Extracted records
● ● ● ●

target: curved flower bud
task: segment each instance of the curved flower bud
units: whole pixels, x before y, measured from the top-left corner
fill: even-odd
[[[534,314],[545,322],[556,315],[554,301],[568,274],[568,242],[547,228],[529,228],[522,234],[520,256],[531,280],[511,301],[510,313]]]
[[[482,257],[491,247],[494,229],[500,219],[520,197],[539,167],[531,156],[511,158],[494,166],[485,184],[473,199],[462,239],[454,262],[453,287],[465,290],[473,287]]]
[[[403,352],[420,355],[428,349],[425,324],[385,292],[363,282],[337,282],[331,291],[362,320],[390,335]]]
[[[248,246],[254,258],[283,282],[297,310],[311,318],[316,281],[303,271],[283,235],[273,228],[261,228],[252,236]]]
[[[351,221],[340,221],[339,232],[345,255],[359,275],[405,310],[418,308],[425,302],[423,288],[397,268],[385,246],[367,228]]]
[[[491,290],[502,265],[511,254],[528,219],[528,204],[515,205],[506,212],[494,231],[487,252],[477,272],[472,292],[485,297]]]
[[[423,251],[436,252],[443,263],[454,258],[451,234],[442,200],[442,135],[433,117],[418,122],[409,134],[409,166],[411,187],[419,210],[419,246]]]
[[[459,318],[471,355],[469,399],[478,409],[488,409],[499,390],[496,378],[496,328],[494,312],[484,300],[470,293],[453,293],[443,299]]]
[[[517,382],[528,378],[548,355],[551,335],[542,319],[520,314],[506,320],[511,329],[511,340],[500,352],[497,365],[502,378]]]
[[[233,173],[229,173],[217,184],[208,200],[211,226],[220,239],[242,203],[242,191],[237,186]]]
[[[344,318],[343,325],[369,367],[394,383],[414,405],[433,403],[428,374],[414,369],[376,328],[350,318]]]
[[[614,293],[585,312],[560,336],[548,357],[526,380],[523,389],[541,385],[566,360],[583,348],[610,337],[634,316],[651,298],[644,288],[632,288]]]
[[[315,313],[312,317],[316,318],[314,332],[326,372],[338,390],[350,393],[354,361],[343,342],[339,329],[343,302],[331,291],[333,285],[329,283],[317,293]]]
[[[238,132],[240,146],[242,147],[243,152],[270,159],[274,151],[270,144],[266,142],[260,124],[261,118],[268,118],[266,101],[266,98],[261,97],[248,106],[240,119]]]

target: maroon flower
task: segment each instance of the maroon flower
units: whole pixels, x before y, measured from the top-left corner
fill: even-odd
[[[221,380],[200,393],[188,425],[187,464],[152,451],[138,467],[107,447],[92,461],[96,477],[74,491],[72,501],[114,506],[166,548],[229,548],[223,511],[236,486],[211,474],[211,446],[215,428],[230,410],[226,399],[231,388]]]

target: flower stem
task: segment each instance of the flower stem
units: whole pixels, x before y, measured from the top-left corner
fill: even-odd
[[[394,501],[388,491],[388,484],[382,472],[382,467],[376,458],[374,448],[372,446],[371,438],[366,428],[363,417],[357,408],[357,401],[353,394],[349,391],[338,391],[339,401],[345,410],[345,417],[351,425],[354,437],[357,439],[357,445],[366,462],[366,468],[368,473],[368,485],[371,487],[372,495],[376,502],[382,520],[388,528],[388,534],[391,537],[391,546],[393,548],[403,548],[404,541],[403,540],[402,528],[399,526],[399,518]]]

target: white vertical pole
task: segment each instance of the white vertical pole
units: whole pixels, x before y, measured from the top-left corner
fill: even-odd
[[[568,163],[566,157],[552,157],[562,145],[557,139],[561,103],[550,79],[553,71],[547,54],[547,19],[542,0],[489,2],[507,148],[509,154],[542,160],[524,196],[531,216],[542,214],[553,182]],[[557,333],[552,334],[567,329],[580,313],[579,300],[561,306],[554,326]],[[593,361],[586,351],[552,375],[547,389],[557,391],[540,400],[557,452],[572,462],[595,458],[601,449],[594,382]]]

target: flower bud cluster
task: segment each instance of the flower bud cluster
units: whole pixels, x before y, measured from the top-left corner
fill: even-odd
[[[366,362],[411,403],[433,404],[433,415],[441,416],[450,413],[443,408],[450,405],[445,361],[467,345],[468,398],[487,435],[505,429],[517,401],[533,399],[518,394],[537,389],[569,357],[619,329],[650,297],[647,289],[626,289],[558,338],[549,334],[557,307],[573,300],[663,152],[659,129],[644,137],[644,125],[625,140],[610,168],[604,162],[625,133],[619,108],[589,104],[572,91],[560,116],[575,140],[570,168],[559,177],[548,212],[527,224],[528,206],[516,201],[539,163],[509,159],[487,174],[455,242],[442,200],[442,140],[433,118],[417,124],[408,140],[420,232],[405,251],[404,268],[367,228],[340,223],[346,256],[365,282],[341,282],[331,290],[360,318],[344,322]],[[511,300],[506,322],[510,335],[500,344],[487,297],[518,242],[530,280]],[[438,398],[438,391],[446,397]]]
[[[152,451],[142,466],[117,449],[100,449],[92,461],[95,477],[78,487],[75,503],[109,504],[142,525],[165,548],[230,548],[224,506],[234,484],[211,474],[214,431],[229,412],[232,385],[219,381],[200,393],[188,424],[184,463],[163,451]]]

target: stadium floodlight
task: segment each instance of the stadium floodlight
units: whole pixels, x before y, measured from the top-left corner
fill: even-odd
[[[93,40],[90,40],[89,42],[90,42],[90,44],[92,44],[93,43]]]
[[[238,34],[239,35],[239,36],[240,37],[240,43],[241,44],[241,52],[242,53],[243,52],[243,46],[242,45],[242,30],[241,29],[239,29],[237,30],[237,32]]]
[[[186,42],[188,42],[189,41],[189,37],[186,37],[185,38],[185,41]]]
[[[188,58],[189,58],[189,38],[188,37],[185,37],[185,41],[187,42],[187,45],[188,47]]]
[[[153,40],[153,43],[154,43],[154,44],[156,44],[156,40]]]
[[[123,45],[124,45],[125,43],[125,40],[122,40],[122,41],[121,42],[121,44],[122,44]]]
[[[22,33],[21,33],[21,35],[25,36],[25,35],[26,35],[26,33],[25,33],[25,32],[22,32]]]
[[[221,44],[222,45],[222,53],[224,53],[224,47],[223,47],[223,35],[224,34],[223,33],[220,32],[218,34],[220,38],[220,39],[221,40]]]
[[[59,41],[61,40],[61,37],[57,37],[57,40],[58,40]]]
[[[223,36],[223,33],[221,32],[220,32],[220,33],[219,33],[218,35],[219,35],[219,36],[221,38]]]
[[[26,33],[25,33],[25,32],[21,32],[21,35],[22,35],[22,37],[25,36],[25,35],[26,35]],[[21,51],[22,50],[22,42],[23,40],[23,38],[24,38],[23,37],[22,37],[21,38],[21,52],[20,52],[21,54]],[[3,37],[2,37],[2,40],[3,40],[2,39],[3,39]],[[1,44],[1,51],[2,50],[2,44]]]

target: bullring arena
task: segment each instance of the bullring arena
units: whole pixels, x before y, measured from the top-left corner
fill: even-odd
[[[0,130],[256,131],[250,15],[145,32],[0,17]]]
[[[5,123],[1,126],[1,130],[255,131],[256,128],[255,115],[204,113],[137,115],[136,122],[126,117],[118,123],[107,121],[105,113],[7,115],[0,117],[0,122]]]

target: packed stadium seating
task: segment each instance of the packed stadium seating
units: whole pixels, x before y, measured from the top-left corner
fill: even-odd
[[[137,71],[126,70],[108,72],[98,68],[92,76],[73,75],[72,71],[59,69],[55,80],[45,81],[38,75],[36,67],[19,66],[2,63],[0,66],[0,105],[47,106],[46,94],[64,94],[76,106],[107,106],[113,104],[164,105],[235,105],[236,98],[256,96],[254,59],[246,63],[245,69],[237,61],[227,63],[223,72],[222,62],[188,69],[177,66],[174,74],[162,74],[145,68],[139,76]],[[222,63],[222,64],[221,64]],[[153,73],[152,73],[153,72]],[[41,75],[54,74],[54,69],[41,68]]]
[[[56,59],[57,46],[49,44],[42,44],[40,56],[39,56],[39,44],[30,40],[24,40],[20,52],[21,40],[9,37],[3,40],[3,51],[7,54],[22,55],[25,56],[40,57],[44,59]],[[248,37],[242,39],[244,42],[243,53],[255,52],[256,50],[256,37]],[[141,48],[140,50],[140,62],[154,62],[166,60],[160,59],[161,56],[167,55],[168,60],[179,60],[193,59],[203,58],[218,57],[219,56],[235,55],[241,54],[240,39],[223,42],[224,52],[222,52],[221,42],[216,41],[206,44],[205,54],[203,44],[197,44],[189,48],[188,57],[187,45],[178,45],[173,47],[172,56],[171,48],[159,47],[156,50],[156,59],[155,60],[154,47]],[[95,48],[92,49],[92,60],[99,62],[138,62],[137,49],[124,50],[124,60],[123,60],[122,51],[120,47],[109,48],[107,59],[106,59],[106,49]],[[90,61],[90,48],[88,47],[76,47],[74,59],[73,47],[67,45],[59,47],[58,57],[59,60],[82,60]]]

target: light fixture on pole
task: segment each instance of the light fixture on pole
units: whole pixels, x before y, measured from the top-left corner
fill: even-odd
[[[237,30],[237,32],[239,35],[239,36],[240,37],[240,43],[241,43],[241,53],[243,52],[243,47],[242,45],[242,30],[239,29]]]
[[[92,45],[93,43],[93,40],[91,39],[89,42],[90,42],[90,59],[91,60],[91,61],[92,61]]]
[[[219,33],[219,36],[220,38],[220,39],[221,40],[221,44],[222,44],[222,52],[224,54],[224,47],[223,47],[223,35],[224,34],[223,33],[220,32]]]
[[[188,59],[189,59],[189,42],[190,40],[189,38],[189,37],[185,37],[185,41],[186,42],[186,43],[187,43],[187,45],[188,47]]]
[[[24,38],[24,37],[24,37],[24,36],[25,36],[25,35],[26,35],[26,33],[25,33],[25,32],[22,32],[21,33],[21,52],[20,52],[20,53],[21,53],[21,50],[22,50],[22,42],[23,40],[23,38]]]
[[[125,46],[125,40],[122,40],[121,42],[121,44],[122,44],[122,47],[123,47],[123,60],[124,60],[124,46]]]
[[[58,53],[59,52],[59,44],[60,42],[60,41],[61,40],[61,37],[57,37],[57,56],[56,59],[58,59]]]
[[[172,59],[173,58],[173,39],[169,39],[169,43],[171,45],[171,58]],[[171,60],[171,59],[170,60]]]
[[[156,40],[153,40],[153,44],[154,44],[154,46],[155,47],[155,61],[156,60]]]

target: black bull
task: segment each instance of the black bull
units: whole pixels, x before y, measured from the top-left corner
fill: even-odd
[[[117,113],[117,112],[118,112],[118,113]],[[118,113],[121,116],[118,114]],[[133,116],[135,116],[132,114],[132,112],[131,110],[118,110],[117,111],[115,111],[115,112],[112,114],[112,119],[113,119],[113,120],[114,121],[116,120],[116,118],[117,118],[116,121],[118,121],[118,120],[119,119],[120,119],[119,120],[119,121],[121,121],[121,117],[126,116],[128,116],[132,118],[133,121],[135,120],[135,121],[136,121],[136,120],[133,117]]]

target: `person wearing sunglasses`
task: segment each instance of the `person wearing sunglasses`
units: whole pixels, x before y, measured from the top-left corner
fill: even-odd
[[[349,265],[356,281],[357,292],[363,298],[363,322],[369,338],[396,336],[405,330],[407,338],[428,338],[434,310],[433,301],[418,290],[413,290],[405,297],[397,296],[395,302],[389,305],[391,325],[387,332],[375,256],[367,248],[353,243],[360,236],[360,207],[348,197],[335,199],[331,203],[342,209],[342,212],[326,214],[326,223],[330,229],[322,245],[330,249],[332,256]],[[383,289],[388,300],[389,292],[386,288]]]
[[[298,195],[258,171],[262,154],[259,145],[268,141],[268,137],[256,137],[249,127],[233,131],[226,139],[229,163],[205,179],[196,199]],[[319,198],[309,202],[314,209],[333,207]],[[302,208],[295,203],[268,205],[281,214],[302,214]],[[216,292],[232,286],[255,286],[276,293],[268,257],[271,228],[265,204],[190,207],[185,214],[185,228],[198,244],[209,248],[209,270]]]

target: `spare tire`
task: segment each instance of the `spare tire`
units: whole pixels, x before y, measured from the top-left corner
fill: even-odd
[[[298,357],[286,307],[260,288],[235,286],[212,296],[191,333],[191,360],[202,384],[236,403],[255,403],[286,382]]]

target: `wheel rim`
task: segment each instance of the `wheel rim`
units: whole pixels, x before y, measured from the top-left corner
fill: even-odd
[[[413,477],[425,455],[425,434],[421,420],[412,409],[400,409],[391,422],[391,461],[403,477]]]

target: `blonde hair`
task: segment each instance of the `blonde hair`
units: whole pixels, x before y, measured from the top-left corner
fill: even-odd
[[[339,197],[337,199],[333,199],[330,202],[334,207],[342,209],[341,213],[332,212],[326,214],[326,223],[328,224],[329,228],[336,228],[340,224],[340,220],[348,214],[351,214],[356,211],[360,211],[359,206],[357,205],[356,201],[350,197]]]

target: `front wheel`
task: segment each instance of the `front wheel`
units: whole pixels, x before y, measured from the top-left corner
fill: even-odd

● ● ● ●

### What the exercise asks
Pull out every line of the records above that contains the string "sunglasses".

### Response to the exercise
target: `person wearing sunglasses`
task: segment each instance of the `person wearing sunglasses`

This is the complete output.